Problems and tasks ->
• a. In the article on the Brotherhood's new strategy, what have many Islamists read, at least in translated summaries, to learn from its success story?
• b. From the article on the Brotherhood's new strategy, return the stretch from "Daily News Egypt" through "ability to function.".

The Brotherhood’s new strategy

Daily News Egypt
8 Min Read
Nervana Mahmoud
Nervana Mahmoud
Nervana Mahmoud

By Nervana Mahmoud

A month has passed since the forced ending of the pro-Morsi sit-ins in Cairo. The widespread security crackdown and the arrest of the Brotherhood’s most senior cadres have had a huge impact by paralyzing the main skeleton of the group and limiting their ability to function.

How has the Muslim Brotherhood coped with this? It is important to look at other aspects of the Brotherhood’s structure and mindset that opponents miss or ignore. These factors are crucial to understanding how the Brotherhood survives. Two aspects are especially worth highlighting.

First, many believe the widespread myth that Islamists in general, and the Brotherhood in particular, do not read about other ideologies and foreign books. This is untrue; many Islamists read the “Infidel’s” books, mainly to look for ideas that vindicate their ideology and tips that can be of help to their own goals. For example, many Islamists have read – at least translated summaries–of early Zionist literature, not to understand Zionism, but to learn from their success story.

Listed entries ->
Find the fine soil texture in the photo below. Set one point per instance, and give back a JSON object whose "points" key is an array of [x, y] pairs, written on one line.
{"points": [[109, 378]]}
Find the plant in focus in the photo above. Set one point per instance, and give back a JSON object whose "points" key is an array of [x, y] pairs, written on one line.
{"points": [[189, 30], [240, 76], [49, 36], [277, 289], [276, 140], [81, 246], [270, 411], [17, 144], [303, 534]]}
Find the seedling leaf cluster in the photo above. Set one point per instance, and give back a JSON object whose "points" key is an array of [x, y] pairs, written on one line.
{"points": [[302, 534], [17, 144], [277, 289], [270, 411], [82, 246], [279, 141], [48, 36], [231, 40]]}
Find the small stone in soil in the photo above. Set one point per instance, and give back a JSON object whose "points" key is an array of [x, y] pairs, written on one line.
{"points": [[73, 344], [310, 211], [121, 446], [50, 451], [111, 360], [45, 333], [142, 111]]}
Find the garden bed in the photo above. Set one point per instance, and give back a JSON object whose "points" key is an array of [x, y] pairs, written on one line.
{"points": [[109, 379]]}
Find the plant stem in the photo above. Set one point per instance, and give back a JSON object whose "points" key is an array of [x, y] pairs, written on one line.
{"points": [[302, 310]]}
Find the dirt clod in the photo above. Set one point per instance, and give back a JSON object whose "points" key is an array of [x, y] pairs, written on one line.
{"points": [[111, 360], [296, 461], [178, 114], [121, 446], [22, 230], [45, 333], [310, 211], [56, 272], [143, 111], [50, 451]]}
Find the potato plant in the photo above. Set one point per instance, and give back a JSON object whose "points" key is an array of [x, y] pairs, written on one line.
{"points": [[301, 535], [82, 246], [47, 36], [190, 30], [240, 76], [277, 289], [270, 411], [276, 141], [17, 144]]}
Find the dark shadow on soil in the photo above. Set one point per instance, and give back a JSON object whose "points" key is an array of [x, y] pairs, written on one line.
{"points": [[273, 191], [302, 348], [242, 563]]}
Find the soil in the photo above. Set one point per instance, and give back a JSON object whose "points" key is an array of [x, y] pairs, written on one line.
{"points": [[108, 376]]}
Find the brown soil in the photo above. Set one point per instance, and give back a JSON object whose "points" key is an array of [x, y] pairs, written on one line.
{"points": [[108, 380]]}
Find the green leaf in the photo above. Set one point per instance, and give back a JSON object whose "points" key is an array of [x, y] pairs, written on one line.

Solved tasks ->
• a. Early Zionist literature.

• b.
Daily News Egypt
8 Min Read
Nervana Mahmoud
Nervana Mahmoud
Nervana Mahmoud

By Nervana Mahmoud

A month has passed since the forced ending of the pro-Morsi sit-ins in Cairo. The widespread security crackdown and the arrest of the Brotherhood’s most senior cadres have had a huge impact by paralyzing the main skeleton of the group and limiting their ability to function.